— START OF RECORDS SHOWN —

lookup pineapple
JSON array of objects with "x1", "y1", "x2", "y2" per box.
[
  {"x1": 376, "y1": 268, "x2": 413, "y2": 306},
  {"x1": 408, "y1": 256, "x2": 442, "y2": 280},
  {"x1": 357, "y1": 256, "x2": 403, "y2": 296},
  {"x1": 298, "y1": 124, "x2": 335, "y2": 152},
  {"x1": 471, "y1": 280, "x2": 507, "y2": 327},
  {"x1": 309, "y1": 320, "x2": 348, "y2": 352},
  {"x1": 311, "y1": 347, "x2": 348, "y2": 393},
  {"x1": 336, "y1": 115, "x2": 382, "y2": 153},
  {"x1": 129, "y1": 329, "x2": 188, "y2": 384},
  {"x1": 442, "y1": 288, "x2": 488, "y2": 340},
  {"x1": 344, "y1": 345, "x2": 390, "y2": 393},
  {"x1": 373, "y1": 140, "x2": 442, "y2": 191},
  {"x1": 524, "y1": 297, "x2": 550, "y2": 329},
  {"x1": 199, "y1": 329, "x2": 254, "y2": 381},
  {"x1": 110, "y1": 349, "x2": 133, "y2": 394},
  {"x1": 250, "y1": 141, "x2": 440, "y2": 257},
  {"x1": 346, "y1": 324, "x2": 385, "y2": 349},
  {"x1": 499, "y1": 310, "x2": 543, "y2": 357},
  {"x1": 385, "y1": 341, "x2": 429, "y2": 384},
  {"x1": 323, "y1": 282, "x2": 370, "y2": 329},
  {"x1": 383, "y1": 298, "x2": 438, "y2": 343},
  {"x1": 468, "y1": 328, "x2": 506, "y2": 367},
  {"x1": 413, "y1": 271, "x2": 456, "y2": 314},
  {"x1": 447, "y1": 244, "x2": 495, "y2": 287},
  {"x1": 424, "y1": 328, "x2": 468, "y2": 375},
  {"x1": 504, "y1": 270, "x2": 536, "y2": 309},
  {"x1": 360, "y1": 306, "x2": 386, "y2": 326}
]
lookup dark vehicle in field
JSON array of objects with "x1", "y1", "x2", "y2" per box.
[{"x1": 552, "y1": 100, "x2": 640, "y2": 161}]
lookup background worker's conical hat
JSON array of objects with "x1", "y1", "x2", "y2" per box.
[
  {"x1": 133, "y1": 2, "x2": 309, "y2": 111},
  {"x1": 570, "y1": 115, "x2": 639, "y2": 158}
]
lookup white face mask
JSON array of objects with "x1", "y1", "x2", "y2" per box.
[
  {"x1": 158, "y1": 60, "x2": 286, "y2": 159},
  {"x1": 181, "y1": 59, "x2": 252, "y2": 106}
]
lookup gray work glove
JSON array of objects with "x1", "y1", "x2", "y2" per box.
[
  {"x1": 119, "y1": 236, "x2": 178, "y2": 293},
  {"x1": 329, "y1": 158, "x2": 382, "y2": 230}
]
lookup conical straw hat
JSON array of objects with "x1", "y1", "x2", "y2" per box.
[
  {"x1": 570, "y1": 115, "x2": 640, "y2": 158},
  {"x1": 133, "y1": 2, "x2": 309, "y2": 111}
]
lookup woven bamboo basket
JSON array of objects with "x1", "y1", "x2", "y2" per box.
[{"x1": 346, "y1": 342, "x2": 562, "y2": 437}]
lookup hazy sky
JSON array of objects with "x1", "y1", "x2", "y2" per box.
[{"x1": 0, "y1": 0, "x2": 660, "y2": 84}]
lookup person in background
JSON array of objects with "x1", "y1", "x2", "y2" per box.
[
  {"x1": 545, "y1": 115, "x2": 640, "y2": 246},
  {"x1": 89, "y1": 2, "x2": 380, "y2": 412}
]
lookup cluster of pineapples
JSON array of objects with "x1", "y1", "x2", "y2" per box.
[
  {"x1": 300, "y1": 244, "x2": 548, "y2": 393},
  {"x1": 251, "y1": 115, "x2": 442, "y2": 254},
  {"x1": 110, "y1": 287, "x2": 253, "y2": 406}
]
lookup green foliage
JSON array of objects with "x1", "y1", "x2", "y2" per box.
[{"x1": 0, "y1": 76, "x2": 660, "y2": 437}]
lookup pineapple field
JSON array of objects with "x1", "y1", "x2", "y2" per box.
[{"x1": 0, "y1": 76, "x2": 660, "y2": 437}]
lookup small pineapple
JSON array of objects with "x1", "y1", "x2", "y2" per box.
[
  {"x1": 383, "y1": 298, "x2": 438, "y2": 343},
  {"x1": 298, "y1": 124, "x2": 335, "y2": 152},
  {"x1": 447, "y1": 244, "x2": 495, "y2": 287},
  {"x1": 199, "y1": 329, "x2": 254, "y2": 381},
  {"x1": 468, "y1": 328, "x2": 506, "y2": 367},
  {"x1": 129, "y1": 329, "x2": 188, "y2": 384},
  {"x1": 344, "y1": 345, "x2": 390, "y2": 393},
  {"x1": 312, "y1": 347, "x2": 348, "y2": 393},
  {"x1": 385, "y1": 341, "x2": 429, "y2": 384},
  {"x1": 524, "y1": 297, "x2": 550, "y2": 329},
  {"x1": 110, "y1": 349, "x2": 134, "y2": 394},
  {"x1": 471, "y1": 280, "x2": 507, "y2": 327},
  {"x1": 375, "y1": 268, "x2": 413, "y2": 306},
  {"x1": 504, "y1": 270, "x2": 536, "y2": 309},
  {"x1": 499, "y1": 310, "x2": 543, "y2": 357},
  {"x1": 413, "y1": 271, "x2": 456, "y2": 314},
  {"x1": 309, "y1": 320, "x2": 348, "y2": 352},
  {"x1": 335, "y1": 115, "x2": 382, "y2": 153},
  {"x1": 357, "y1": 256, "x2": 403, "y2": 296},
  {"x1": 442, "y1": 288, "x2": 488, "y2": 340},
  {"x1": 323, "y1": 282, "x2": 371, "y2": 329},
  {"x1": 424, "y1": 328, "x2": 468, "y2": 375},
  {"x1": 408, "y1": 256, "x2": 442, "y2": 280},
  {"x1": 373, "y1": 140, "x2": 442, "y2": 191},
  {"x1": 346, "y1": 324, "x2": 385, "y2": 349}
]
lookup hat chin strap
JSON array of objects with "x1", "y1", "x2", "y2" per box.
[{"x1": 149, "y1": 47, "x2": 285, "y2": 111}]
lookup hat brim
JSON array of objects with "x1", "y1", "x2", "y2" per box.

— END OF RECORDS SHOWN —

> [OBJECTIVE]:
Which lines in the entries above contain the word "background"? Report each of those lines in full.

> [SOLUTION TO THE PROBLEM]:
lookup background worker's conical hat
lookup person in background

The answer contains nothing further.